-- START PROVIDED INFORMATION --
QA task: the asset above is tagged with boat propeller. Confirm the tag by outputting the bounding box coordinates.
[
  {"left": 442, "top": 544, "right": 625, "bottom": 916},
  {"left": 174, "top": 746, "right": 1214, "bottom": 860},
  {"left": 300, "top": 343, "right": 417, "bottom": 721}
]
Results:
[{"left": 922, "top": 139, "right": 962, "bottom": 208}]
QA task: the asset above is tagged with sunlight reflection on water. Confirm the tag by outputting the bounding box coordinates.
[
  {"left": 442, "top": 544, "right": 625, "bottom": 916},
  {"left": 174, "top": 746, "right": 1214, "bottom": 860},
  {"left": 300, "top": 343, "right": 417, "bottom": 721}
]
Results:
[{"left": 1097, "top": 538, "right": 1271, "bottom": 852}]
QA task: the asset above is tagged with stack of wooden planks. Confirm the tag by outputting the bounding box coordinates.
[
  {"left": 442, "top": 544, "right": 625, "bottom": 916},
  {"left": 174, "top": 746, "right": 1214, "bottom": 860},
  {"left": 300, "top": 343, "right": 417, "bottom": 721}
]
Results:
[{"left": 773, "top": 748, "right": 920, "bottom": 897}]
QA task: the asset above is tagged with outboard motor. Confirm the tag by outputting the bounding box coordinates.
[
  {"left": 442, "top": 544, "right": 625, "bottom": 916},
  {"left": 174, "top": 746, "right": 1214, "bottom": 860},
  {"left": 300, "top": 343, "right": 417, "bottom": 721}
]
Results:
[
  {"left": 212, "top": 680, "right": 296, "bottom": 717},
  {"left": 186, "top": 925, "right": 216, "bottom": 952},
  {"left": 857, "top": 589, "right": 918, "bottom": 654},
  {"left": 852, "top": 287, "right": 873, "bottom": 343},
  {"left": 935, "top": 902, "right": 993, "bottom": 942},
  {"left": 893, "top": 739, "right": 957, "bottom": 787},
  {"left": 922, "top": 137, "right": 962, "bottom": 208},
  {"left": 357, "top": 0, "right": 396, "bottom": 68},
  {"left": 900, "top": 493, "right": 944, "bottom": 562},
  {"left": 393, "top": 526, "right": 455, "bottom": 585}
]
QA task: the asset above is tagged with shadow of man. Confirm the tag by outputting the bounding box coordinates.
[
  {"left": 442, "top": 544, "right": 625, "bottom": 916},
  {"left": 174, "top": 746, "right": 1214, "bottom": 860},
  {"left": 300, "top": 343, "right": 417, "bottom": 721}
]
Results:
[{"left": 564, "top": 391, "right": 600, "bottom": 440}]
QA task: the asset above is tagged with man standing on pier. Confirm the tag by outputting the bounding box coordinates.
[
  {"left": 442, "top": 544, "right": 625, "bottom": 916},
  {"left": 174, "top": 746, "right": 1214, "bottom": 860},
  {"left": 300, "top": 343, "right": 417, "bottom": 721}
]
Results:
-- END PROVIDED INFORMATION --
■ JOB
Render every line of the items above as a Markdown table with two columns, Row and Item line. Number the rows in order and omit blank lines.

■ ANSWER TO THIS EXERCISE
| Row | Item line |
|---|---|
| 1 | QA task: the asset above is tagged with boat propeller. Confirm the tag by outputting the bounding box coordinates. |
| 2 | [ |
| 3 |   {"left": 442, "top": 544, "right": 625, "bottom": 916}, |
| 4 |   {"left": 174, "top": 746, "right": 1214, "bottom": 860}, |
| 5 |   {"left": 300, "top": 343, "right": 417, "bottom": 721} |
| 6 | ] |
| 7 | Results: |
| 8 | [{"left": 922, "top": 139, "right": 962, "bottom": 208}] |
| 9 | QA task: the asset above is tagged with sunlight reflection on water. Confirm the tag by outputting the bounding box coordinates. |
| 10 | [ |
| 11 |   {"left": 442, "top": 544, "right": 625, "bottom": 916}, |
| 12 |   {"left": 174, "top": 746, "right": 1214, "bottom": 860}, |
| 13 |   {"left": 300, "top": 343, "right": 417, "bottom": 721} |
| 14 | ] |
| 15 | Results: |
| 16 | [{"left": 1097, "top": 538, "right": 1271, "bottom": 852}] |
| 17 | QA task: the asset above is tagged with stack of wooden planks. Confirm the tag by outputting the bounding box coordinates. |
| 18 | [ |
| 19 |   {"left": 442, "top": 544, "right": 625, "bottom": 916}, |
| 20 |   {"left": 174, "top": 746, "right": 1214, "bottom": 860}, |
| 21 |   {"left": 300, "top": 343, "right": 417, "bottom": 721} |
| 22 | ] |
| 23 | Results: |
| 24 | [{"left": 773, "top": 748, "right": 920, "bottom": 897}] |
| 25 | QA task: the asset above is tagged with outboard motor. Confirm the tag by outputting the bounding box coordinates. |
| 26 | [ |
| 27 |   {"left": 442, "top": 544, "right": 625, "bottom": 916}, |
| 28 |   {"left": 174, "top": 746, "right": 1214, "bottom": 860}, |
| 29 |   {"left": 300, "top": 343, "right": 417, "bottom": 721} |
| 30 | ] |
| 31 | Results: |
| 32 | [ |
| 33 |   {"left": 212, "top": 680, "right": 296, "bottom": 717}, |
| 34 |   {"left": 186, "top": 925, "right": 216, "bottom": 952}, |
| 35 |   {"left": 857, "top": 589, "right": 918, "bottom": 654}, |
| 36 |   {"left": 852, "top": 287, "right": 873, "bottom": 343}, |
| 37 |   {"left": 935, "top": 902, "right": 993, "bottom": 942}, |
| 38 |   {"left": 893, "top": 739, "right": 957, "bottom": 787}, |
| 39 |   {"left": 922, "top": 137, "right": 962, "bottom": 208}, |
| 40 |   {"left": 357, "top": 0, "right": 396, "bottom": 68}, |
| 41 |   {"left": 900, "top": 493, "right": 944, "bottom": 562}, |
| 42 |   {"left": 393, "top": 526, "right": 455, "bottom": 585} |
| 43 | ] |
| 44 | QA task: the asset above is tagged with shadow of man. Confirm the tag by outputting the bounding box coordinates. |
| 45 | [ |
| 46 |   {"left": 442, "top": 544, "right": 625, "bottom": 916}, |
| 47 |   {"left": 174, "top": 746, "right": 1214, "bottom": 860}, |
| 48 |   {"left": 300, "top": 343, "right": 417, "bottom": 721} |
| 49 | ] |
| 50 | Results: |
| 51 | [{"left": 564, "top": 391, "right": 600, "bottom": 440}] |
| 52 | QA task: the asset above is tagged with man standing on pier. Confirm the tag by outputting the bounding box coordinates. |
| 53 | [ |
| 54 |   {"left": 442, "top": 544, "right": 625, "bottom": 916}, |
| 55 |   {"left": 174, "top": 746, "right": 1214, "bottom": 860}, |
| 56 |   {"left": 300, "top": 343, "right": 417, "bottom": 721} |
| 57 | ] |
| 58 | Results: |